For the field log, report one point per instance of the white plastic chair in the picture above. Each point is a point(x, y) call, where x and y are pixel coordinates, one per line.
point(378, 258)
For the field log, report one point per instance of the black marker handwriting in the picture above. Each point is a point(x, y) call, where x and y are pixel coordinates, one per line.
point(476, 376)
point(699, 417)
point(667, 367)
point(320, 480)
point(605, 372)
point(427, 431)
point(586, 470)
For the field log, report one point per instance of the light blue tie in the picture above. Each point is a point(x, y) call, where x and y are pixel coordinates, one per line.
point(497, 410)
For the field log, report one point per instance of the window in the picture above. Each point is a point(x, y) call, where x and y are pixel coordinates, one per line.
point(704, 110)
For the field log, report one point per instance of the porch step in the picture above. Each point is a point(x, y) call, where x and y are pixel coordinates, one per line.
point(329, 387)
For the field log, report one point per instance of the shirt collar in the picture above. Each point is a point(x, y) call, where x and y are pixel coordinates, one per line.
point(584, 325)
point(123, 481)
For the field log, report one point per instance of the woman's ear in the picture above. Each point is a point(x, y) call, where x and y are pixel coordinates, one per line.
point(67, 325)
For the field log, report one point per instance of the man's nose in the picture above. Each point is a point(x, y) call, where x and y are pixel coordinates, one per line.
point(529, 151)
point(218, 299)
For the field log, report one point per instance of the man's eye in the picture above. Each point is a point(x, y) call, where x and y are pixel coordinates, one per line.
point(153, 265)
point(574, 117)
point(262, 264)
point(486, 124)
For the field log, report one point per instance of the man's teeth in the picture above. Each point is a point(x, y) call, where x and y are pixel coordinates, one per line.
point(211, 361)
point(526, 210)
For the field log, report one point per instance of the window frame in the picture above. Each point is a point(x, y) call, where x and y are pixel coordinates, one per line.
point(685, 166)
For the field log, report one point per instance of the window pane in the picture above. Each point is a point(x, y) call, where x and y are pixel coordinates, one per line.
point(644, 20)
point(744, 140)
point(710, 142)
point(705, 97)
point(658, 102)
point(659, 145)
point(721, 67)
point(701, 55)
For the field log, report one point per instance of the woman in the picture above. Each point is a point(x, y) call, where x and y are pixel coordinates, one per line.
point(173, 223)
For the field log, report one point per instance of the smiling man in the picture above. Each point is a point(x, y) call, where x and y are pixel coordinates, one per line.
────────────────────────────────────────
Copy out every line of the material above, changing "field log" to "survey sheet" wherever it appears and leaving everything else as it is.

_ANSWER TO THIS TASK_.
For the survey sheet, report one point per instance of the white plastic chair in the picture above. Each point is a point(x, y) call, where x and y are pixel coordinates, one per line.
point(378, 258)
For the survey sheet, report one point per instance of the black marker handwriting in the picture above. Each point is a point(x, y) call, where x and y are pixel coordinates, one per line.
point(476, 376)
point(699, 417)
point(667, 367)
point(320, 480)
point(605, 372)
point(427, 431)
point(586, 470)
For the survey sheet, report one point per instance of the light blue tie in the picture above. Each point is a point(x, y) call, where x and y are pixel coordinates, one per line.
point(497, 410)
For the survey sheet, report one point per instance of the window in the picture above. Each point is a point(x, y) call, where x and y are pixel coordinates, one per line.
point(704, 110)
For the survey sheet, report one point per instance of the porch step in the picture above. Each point is a point(x, y) call, where x and y are pixel coordinates, one per line.
point(329, 387)
For the survey sheet, report one point per instance of the shirt collar in the picture above. Each point is a point(x, y) call, where x and y are pixel coordinates, one per line.
point(584, 325)
point(123, 481)
For the survey sheet, report one point per instance of the woman's ear in the picture above. Each point is a point(x, y) call, where x and y are pixel coordinates, one per line.
point(67, 325)
For the survey sheet, report one point per instance of the man's nose in the picture above. Each point is a point(x, y) call, where x and y are pixel coordinates, one per line.
point(529, 151)
point(218, 299)
For the survey sheet, report one point per instance of the man's eye in the picture above. Each point is a point(x, y) call, where x and y are pixel coordinates, one per line.
point(153, 265)
point(574, 117)
point(262, 264)
point(486, 124)
For the survey sheet, report one point per instance of the man's teeth in the picture above. Each point is a point(x, y) call, where x and y are pixel coordinates, one per line.
point(211, 361)
point(526, 210)
For the survey sheet, report one point per instance of the window frame in the picture above. Each point is a point(x, y) call, where x and y are pixel coordinates, one per line.
point(685, 166)
For the survey sheet, report one point per instance of the window pane in the picture above. Each point is a point(x, y) call, where x and y are pixel coordinates, one per line.
point(644, 20)
point(744, 140)
point(710, 142)
point(705, 97)
point(658, 102)
point(659, 145)
point(721, 67)
point(701, 55)
For the survey sheet, report one point per instance of the woman in the picture above. Each point is a point(x, y) call, where x and y are pixel coordinates, one per line.
point(173, 223)
For the survey sheet, report one point per instance of the smiling man in the picture above. Each point is a point(x, y) call, where x and y are pixel coordinates, one per line.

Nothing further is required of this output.